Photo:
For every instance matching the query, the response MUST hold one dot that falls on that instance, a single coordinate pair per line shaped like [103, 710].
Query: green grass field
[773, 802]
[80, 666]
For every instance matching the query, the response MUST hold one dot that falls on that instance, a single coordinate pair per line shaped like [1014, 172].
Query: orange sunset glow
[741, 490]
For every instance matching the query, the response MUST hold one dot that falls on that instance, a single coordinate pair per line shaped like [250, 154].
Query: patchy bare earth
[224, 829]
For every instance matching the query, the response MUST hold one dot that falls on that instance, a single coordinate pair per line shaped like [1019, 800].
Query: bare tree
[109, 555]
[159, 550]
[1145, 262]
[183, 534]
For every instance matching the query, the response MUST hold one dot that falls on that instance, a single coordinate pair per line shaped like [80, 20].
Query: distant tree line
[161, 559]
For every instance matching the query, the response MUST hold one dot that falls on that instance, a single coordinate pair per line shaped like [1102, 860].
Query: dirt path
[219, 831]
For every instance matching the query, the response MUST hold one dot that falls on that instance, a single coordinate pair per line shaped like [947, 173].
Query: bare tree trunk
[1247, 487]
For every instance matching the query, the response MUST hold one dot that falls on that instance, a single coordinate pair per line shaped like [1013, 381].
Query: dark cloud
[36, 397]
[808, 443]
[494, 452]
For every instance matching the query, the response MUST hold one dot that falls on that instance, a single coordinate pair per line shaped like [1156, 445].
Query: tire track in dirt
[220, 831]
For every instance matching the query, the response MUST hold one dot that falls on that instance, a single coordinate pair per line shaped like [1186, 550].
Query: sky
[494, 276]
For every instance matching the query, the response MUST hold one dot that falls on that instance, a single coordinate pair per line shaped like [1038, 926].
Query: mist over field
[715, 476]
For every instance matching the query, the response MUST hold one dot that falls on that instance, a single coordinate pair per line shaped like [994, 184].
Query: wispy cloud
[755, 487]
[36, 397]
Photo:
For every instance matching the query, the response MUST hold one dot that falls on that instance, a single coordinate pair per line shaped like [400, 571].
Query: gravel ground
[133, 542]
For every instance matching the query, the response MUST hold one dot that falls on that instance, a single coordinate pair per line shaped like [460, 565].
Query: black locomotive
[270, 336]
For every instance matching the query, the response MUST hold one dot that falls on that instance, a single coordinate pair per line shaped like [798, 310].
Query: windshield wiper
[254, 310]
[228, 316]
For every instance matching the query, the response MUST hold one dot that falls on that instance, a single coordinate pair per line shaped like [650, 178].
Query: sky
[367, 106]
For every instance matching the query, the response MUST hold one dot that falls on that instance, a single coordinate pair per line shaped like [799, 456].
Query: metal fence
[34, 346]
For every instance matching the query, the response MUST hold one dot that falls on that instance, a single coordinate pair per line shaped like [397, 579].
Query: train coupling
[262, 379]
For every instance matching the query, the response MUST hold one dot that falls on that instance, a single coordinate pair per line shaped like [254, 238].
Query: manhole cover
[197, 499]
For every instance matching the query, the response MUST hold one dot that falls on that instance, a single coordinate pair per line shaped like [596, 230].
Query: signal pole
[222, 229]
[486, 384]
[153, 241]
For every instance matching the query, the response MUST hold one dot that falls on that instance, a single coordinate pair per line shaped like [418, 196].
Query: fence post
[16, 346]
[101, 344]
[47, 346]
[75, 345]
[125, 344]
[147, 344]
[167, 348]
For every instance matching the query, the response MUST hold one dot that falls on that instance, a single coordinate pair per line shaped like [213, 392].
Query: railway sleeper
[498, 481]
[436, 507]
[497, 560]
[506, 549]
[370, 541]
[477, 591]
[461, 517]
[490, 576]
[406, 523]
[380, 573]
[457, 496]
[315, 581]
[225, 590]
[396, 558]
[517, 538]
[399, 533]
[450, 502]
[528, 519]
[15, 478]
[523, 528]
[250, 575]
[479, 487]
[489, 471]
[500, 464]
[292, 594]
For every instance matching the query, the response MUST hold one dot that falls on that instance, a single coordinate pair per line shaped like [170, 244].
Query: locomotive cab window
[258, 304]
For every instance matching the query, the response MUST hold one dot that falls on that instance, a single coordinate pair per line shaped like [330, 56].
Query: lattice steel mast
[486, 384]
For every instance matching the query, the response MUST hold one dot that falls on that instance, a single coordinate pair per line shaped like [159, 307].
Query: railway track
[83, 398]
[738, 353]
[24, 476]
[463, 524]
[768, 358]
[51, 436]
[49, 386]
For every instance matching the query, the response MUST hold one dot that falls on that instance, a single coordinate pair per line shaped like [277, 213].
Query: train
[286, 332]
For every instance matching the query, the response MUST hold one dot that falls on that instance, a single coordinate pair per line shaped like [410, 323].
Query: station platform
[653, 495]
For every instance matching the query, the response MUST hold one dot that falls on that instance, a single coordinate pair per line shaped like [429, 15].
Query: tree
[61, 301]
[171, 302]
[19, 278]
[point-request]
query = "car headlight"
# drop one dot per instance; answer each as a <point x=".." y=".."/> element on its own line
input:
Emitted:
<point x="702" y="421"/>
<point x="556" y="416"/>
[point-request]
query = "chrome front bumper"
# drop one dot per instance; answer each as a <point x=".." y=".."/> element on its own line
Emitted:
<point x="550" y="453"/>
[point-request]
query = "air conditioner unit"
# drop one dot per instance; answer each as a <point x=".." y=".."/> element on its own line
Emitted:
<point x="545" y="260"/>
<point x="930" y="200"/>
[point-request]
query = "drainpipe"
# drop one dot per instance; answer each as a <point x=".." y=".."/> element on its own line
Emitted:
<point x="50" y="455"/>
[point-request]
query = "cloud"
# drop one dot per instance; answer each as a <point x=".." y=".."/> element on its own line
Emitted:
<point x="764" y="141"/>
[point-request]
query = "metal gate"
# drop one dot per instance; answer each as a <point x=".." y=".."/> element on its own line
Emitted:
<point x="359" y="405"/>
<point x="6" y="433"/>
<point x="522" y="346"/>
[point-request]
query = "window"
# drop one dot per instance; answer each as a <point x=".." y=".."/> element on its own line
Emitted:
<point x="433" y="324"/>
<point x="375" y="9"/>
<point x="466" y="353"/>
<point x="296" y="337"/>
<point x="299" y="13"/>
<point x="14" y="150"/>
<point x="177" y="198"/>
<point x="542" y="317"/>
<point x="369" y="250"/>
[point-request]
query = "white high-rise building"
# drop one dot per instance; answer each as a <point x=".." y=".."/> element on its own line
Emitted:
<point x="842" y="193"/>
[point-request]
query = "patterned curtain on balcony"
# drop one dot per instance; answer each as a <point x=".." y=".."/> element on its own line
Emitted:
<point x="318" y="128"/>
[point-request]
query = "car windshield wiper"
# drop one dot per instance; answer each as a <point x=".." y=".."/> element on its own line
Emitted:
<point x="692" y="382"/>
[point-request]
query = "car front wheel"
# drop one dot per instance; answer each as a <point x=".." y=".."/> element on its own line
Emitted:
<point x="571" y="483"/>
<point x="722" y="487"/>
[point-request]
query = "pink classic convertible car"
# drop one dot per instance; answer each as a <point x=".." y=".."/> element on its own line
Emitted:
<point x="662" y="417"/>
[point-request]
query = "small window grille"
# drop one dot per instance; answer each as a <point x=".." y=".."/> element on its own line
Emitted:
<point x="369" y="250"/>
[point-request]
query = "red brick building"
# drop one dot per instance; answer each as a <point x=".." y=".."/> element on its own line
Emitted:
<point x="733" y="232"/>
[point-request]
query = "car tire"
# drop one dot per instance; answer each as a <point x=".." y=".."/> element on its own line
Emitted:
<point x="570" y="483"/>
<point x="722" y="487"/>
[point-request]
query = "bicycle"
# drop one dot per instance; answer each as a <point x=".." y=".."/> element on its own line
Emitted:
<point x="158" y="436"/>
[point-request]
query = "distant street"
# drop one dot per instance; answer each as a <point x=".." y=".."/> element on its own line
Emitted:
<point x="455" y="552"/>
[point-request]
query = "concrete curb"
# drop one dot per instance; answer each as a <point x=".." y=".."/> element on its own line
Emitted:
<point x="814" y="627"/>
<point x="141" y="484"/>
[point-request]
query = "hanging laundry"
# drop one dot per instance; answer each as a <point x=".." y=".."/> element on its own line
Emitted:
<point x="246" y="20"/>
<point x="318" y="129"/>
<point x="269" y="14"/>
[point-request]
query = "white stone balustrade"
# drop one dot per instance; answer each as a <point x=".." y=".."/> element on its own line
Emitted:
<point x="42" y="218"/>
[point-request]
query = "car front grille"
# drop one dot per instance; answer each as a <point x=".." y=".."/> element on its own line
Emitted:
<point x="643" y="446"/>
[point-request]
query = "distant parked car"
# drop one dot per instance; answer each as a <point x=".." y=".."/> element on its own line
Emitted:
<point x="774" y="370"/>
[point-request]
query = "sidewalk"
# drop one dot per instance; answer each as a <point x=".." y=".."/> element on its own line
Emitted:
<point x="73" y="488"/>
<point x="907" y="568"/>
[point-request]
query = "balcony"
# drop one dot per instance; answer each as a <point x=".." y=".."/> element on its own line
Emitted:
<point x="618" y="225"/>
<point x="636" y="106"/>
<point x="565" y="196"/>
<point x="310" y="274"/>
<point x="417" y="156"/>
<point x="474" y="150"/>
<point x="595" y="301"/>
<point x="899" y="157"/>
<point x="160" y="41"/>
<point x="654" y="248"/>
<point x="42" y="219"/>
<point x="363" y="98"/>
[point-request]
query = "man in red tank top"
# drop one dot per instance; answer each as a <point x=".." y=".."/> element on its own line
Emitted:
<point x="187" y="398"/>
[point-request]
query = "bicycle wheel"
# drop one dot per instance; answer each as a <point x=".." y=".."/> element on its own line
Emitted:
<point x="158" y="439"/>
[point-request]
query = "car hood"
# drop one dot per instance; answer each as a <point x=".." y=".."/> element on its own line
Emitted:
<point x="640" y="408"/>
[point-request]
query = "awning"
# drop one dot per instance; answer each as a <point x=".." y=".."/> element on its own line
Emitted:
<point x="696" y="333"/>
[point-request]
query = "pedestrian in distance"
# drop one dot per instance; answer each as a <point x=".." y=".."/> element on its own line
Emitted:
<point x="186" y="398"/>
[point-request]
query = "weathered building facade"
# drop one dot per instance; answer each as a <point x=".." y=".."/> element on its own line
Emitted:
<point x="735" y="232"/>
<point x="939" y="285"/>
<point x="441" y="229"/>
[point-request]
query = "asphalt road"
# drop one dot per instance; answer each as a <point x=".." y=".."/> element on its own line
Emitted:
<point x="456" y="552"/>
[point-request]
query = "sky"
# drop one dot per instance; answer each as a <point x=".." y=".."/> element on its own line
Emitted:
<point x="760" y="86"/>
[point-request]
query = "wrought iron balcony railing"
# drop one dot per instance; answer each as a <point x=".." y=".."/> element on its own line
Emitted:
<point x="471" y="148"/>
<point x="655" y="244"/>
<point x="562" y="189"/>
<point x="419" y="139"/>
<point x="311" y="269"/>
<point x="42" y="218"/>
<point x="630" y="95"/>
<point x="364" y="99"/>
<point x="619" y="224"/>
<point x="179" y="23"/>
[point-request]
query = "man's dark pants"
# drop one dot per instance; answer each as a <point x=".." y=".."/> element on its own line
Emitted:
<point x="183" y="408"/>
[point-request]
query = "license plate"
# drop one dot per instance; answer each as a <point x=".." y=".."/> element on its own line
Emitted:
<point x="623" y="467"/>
------
Problem description :: The answer must be a single number: the count of lines in the listing that hold the word "building".

Task output :: 3